--- START ---

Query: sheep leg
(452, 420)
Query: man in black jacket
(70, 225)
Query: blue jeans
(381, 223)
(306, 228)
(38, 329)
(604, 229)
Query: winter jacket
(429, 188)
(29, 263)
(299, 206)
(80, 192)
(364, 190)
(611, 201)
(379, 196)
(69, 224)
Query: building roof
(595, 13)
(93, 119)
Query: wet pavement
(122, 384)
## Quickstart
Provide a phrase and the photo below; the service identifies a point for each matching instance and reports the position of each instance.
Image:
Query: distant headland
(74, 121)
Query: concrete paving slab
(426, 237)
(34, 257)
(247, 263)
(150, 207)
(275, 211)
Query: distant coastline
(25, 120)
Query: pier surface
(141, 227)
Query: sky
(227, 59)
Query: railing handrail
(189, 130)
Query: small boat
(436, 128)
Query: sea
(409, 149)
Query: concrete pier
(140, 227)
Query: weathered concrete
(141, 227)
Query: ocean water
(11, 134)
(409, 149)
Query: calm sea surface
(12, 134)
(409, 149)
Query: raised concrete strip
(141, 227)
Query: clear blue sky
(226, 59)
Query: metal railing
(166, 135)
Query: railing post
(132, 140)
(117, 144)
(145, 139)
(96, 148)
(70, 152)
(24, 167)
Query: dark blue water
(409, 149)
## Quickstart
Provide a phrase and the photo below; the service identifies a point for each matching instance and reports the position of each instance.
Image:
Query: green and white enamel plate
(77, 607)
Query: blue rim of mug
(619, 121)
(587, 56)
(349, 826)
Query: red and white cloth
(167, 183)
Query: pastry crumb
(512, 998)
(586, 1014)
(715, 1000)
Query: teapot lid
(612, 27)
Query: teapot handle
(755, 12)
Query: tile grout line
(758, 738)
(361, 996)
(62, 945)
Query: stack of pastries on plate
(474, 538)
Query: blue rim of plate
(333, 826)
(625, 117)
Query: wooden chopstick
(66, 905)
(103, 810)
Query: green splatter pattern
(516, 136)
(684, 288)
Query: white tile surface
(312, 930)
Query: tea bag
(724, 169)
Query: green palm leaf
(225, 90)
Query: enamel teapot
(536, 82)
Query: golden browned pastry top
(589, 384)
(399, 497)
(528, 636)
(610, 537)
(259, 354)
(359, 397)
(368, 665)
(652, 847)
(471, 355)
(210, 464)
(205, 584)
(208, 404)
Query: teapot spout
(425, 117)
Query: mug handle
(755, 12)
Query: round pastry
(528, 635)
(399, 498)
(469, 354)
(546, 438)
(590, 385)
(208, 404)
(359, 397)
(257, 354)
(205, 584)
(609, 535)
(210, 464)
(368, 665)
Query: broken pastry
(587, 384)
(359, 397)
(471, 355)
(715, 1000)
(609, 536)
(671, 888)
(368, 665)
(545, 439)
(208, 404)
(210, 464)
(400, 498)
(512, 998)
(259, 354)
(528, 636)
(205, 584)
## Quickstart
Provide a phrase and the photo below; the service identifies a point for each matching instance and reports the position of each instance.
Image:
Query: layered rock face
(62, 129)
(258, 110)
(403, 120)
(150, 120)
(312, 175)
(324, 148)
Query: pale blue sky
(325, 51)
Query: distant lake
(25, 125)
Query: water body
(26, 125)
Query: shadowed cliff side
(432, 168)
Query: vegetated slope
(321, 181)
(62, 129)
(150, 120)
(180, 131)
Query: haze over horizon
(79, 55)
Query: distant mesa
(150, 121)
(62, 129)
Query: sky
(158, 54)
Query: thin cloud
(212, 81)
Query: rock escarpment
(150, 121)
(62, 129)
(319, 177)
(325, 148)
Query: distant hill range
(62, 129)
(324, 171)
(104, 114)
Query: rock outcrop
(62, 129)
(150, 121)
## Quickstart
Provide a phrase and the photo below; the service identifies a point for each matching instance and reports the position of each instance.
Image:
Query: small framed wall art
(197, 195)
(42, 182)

--- END ---

■ WHAT THE TASK REQUIRES: Each entry needs to be transcribed exactly.

■ PROBLEM SOLUTION:
Query: sheep leg
(452, 420)
Query: man in black jacket
(70, 225)
Query: blue jeans
(381, 223)
(306, 228)
(38, 329)
(604, 229)
Query: winter jacket
(429, 188)
(29, 263)
(299, 206)
(80, 192)
(364, 190)
(611, 201)
(379, 196)
(69, 224)
Query: building roof
(595, 13)
(93, 119)
Query: wet pavement
(122, 384)
## Quickstart
Provide a phrase and the photo below; the service identifies a point for each matching instance and reports the position of each instance.
Image:
Query: distant headland
(74, 121)
Query: concrete paving slab
(426, 237)
(34, 257)
(247, 263)
(150, 207)
(275, 211)
Query: distant coastline
(25, 120)
Query: pier surface
(141, 227)
Query: sky
(227, 59)
Query: railing handrail
(189, 130)
Query: small boat
(436, 128)
Query: sea
(409, 149)
Query: concrete pier
(140, 227)
Query: weathered concrete
(141, 227)
Query: ocean water
(11, 134)
(409, 149)
Query: calm sea surface
(12, 134)
(409, 149)
Query: raised concrete strip
(141, 227)
Query: clear blue sky
(226, 59)
Query: metal railing
(166, 135)
Query: railing post
(132, 140)
(117, 144)
(145, 139)
(96, 148)
(70, 152)
(24, 167)
Query: dark blue water
(409, 149)
## Quickstart
Provide a phrase and the photo below; the service identifies a point for each matching instance and reports the position of each instance.
Image:
Query: green and white enamel plate
(77, 607)
Query: blue rim of mug
(619, 121)
(587, 56)
(349, 826)
Query: red and white cloth
(167, 183)
Query: pastry crumb
(512, 998)
(586, 1014)
(715, 1000)
Query: teapot lid
(612, 27)
Query: teapot handle
(755, 12)
Query: tile grout line
(758, 738)
(361, 996)
(62, 945)
Query: stack of pastries on plate
(474, 538)
Query: blue rim of plate
(333, 826)
(625, 117)
Query: wooden chopstick
(66, 905)
(103, 810)
Query: green splatter pattern
(516, 136)
(684, 288)
Query: white tile surface
(312, 930)
Query: tea bag
(724, 169)
Query: green palm leaf
(225, 90)
Query: enamel teapot
(536, 82)
Query: golden browned pastry top
(589, 384)
(399, 497)
(528, 636)
(610, 537)
(259, 354)
(359, 397)
(368, 665)
(652, 847)
(471, 355)
(210, 464)
(205, 584)
(208, 404)
Query: teapot spout
(425, 117)
Query: mug handle
(755, 12)
Query: round pastry
(528, 635)
(399, 498)
(469, 354)
(546, 438)
(590, 385)
(208, 404)
(359, 397)
(257, 354)
(205, 584)
(609, 535)
(210, 464)
(368, 665)
Query: broken pastry
(587, 384)
(359, 397)
(471, 355)
(715, 1000)
(609, 536)
(671, 888)
(368, 665)
(545, 439)
(208, 404)
(210, 464)
(400, 498)
(512, 998)
(259, 354)
(528, 636)
(205, 584)
## Quickstart
Provide a phrase and the photo below; the service identifies a point for each matching instance and reports the position of each instance.
Image:
Query: layered rock face
(62, 129)
(258, 110)
(403, 120)
(150, 120)
(312, 175)
(324, 148)
Query: pale blue sky
(325, 51)
Query: distant lake
(25, 125)
Query: water body
(26, 125)
Query: shadowed cliff side
(432, 168)
Query: vegetated slope
(321, 181)
(62, 129)
(150, 120)
(180, 131)
Query: haze over horizon
(79, 55)
Query: distant mesa
(150, 121)
(62, 129)
Query: sky
(158, 54)
Query: thin cloud
(212, 81)
Query: rock escarpment
(150, 121)
(62, 129)
(319, 177)
(325, 148)
Query: distant hill range
(62, 129)
(324, 171)
(104, 114)
Query: rock outcrop
(62, 129)
(150, 121)
## Quickstart
Provide a phrase and the photo below; the service identifies a point for each matching instance and reports the position of each instance.
Image:
Query: small framed wall art
(197, 195)
(42, 182)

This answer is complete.